═══ 原文 ═══

本文介绍了一种算法,用于找到给定树形图中使得树高度最小的根节点,并提供了具体的实现代码。通过迭代删除叶子节点的方式,最终确定满足条件的根节点。
题目:
For a undirected graph with tree characteristics, we can choose any node as the root. The result graph is then a rooted tree. Among
all possible rooted trees, those with minimum height are called minimum height trees (MHTs). Given such a graph, write a function to find all the MHTs and return a list of their root labels.
Format
The graph contains n nodes which are labeled from 0 to n
- 1. You will be given the number n and a list of undirected edges (each
edge is a pair of labels).
You can assume that no duplicate edges will appear in edges. Since all edges are undirected, [0,
1] is the same as [1, 0] and thus will not appear together in edges.

═══ 所给各行 ═══

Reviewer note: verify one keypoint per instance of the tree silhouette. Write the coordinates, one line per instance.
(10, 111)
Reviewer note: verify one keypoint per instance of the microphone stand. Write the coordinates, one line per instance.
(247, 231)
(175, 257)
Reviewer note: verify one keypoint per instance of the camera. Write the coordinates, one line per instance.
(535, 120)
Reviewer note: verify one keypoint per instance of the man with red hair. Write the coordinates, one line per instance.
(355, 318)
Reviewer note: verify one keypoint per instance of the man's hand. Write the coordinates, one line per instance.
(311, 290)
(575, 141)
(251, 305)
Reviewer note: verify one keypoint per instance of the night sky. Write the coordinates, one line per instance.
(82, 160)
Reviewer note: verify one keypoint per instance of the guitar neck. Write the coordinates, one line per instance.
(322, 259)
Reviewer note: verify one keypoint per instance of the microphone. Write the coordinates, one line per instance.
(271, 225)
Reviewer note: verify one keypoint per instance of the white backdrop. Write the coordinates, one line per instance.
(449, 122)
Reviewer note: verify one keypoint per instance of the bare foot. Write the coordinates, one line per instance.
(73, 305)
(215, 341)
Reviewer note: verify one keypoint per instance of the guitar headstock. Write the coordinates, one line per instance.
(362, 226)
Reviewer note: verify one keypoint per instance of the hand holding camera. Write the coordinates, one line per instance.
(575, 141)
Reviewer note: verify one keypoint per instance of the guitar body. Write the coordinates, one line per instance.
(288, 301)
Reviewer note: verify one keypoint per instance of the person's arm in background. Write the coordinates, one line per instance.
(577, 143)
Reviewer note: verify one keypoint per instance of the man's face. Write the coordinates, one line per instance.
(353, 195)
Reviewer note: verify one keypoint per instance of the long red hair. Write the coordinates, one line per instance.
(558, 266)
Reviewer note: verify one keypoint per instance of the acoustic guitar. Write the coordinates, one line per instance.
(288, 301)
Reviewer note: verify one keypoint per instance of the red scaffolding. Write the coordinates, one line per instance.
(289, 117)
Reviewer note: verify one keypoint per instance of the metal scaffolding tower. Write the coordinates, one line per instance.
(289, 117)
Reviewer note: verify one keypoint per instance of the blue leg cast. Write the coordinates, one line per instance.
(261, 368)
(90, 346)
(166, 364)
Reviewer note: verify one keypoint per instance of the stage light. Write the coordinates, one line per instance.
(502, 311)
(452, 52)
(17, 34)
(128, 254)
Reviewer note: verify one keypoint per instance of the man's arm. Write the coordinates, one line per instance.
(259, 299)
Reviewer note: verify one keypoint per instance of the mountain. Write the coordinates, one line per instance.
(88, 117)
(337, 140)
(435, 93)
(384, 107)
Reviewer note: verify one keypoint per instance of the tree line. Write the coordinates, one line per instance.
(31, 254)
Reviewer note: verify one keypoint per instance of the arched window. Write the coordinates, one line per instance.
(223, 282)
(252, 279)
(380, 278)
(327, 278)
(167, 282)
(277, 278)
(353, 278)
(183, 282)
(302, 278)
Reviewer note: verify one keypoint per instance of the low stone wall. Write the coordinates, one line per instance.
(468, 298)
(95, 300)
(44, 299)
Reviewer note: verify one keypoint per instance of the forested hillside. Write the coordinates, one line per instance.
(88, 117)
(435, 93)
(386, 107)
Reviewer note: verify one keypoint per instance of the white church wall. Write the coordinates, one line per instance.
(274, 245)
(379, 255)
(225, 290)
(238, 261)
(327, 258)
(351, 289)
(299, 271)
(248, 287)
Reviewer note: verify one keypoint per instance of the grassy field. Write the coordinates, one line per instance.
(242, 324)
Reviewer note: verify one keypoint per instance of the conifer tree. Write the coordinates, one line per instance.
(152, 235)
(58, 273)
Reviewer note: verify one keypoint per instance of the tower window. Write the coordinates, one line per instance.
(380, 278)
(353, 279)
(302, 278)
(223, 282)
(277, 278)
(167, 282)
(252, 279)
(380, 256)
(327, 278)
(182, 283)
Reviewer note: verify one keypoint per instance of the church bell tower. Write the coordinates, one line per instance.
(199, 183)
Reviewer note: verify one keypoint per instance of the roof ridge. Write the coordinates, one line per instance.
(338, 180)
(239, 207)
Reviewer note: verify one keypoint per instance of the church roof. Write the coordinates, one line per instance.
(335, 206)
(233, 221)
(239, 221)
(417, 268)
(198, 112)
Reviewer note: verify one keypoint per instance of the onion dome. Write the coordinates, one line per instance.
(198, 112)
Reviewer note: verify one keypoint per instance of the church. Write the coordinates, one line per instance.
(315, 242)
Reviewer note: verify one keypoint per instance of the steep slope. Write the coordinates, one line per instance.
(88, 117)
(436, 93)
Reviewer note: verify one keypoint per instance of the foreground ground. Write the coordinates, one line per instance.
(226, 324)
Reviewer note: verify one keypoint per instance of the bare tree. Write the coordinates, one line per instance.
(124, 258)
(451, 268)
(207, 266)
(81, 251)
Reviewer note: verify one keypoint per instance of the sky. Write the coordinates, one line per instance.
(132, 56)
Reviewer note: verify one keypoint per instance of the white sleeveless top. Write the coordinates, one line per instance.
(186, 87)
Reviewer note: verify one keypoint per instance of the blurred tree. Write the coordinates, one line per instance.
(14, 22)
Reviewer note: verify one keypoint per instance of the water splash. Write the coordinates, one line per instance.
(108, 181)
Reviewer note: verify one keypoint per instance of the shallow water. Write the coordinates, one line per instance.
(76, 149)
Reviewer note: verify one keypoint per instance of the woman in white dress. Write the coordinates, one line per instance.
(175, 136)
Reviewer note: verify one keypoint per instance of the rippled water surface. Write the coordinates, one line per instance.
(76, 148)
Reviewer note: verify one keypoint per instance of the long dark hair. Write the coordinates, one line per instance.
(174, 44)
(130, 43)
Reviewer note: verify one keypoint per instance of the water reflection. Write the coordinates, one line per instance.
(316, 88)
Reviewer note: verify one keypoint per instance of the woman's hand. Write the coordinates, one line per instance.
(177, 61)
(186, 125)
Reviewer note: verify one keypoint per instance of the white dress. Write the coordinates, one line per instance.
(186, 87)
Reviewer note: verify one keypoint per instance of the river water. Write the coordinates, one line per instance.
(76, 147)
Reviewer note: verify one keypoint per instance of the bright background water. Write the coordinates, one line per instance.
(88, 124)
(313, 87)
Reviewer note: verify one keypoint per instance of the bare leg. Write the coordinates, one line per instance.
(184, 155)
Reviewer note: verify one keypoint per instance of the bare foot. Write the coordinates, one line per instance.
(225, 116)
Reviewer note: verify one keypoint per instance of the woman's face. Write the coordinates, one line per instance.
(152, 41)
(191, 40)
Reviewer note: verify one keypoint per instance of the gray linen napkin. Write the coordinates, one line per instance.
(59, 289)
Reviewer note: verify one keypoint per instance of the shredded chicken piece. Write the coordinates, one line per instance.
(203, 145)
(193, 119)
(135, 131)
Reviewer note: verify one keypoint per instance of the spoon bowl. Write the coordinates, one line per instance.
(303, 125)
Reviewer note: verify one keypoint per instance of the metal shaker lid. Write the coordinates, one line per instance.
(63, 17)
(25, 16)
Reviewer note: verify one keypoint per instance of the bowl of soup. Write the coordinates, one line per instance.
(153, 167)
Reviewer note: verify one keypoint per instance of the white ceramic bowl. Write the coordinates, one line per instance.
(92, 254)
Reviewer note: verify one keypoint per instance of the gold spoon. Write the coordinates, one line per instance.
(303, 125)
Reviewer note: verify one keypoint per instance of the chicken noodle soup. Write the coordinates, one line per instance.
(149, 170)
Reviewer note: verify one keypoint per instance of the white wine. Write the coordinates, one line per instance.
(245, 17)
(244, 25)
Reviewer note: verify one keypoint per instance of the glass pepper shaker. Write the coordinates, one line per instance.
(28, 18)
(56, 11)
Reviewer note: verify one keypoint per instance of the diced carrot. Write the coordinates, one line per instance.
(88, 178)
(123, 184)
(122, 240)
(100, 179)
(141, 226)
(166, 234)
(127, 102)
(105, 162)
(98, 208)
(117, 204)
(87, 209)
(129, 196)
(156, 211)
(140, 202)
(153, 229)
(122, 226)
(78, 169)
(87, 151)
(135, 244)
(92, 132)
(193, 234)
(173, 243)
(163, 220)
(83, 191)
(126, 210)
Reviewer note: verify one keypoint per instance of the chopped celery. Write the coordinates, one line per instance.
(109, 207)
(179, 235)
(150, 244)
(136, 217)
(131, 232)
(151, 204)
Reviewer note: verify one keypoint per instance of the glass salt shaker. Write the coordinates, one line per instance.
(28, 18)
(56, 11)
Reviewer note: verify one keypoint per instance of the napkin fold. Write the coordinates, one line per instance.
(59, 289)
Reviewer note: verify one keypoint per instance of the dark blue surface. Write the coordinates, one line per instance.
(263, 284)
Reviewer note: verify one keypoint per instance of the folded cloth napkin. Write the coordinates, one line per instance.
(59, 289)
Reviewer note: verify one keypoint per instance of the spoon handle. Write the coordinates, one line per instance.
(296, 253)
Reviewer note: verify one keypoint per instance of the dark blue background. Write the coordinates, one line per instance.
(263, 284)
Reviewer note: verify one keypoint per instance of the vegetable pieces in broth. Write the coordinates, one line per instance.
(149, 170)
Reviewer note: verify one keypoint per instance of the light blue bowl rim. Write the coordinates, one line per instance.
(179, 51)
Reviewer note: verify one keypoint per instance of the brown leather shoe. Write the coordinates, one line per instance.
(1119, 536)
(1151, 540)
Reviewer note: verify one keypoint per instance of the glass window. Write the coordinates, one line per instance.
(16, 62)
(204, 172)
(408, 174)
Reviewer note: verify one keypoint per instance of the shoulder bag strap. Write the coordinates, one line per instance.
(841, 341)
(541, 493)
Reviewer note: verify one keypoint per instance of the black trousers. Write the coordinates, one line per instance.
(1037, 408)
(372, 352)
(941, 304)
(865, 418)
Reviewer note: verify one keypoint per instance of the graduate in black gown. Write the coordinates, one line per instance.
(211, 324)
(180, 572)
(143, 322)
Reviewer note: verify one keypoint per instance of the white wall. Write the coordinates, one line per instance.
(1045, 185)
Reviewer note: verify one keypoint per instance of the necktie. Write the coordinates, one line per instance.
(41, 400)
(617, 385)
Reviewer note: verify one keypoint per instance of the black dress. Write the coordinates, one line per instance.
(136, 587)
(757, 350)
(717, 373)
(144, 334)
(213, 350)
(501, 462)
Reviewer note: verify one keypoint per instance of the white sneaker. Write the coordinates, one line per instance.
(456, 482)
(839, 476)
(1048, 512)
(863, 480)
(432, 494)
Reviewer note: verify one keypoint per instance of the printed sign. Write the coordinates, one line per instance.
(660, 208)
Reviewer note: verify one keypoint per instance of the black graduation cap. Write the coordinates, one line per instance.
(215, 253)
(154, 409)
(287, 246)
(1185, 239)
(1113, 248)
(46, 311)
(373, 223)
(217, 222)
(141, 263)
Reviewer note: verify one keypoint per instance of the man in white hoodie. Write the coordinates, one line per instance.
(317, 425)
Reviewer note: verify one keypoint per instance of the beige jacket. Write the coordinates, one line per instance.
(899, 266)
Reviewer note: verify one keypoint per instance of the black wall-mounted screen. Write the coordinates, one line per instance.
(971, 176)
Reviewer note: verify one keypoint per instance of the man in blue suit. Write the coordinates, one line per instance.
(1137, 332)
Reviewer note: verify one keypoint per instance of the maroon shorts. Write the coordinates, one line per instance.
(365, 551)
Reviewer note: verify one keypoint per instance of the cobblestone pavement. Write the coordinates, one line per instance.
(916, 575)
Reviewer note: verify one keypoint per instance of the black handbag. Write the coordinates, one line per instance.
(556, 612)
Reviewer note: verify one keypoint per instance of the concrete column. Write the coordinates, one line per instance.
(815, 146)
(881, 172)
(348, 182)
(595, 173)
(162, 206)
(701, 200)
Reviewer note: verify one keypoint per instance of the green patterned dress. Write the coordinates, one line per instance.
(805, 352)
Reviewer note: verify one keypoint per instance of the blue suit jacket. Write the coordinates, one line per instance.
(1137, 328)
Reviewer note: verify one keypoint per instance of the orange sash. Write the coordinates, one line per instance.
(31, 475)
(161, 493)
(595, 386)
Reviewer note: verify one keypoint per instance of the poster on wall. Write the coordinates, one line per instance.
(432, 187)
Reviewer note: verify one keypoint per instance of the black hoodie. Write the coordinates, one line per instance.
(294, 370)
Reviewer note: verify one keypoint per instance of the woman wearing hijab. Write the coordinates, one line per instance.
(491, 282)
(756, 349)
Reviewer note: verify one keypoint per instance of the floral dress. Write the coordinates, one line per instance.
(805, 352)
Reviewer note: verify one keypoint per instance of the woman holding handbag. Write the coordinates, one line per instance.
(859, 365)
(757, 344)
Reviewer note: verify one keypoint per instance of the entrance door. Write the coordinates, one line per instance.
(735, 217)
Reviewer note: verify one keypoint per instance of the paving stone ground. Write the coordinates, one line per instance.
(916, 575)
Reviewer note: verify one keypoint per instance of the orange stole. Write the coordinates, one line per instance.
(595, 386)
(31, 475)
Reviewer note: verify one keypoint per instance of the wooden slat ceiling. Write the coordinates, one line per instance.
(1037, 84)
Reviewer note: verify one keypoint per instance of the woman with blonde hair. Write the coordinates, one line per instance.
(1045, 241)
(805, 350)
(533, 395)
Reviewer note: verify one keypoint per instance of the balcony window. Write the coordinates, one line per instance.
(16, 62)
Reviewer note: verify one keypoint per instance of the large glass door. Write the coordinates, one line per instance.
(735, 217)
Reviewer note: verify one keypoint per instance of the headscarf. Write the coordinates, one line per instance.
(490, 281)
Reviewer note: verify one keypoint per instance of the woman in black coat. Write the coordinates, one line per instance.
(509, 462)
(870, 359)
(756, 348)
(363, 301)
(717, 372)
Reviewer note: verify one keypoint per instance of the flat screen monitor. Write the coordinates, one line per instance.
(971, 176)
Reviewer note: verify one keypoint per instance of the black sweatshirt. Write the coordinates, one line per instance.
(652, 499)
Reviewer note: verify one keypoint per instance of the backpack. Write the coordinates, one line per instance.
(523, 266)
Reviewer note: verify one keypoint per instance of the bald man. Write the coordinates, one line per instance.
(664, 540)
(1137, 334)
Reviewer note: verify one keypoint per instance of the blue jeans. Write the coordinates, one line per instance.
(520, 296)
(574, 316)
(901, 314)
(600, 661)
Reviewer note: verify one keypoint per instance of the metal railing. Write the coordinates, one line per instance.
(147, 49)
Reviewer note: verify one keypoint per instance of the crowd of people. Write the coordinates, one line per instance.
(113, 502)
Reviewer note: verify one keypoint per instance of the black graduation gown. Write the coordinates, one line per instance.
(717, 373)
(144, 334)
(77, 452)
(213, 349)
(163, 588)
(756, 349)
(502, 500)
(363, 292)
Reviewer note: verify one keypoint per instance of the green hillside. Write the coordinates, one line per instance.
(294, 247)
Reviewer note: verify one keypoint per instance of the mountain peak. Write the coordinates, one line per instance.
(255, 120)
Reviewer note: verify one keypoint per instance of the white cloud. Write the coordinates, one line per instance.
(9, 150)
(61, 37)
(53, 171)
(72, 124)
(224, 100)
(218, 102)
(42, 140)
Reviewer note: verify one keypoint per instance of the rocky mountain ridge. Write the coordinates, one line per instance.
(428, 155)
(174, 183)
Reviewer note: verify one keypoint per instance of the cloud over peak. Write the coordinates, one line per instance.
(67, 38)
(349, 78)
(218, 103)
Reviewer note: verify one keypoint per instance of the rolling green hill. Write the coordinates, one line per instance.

═══

## [任务要求]
根据原文回答：
(a) 原文介绍的算法通过迭代删除哪一类节点来确定根节点？
(b) 图中的节点是如何标号的？
(c) 在所有可能的有根树中，哪些被称为最小高度树？
只依据原文作答。

## [参考答案]
(a) 叶子节点。
(b) 从 0 到 n - 1 标号。
(c) 高度最小的那些有根树。